▸ List of tasks:
1 > In the CFL analysis script, what is the proposal title?
2 > Reproduce everything in the CFL analysis script from "My understanding is" down to "what Q1_initial is.".
3 > According to the CFL analysis script, why is it unclear how to test Stated Hypothesis 2? Answer in one to three sentences.
— Begin Document section —
/*

Hunt Allcott
Proposal title: The Marginal Internality

HYPOTHESES

Stated-Hyp 1: Consumers who receive the intervention are more likely to purchase CFLs after the intervention.

	Test-Hyp 1: Participants in the information intervention condition will be more likely to switch to CFL than participants in the information control condition.

Stated Hypothesis 2: Marginal internality could vary by price. 
	
	Unclear how to test. Proposal says "In each of the two sets of choices (one before and one after the intervention), there are three decisions, 	with three different levels of CFL rebate." However, it is not clear which three decisions are referred to.
	
********************************************************************************

NOTES: 
	
I had some trouble identifying which variables are the pre-and post-decisions. 
My understanding is that Q1 is the first time the question is asked. Based on 
the questionnaire (p. 31), Q5 is the second time this question is asked. It is 
unclear what Q1_initial is.
	
*/

clear all
use "Allcott339.dta", clear

********************************************************************************

* RECODING

* Experiment condition (see Table on page 3 of survey)
	tab xtess125, mis
	tab xtess125, nolabel
	recode xtess125 (1/4 = 1) (9/16 = 1) (nonmiss=0), gen(condition)
— End Document section —
— Begin Data excerpt —
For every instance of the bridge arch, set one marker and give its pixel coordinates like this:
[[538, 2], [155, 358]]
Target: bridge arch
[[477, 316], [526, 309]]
— End Data excerpt —
▸ Responses to the exercise:
1 > The Marginal Internality

2 >
My understanding is that Q1 is the first time the question is asked. Based on 
the questionnaire (p. 31), Q5 is the second time this question is asked. It is 
unclear what Q1_initial is.

3 > The proposal says each of the two sets of choices (one before and one after the intervention) has three decisions with three different levels of CFL rebate. It does not make clear which three decisions these are.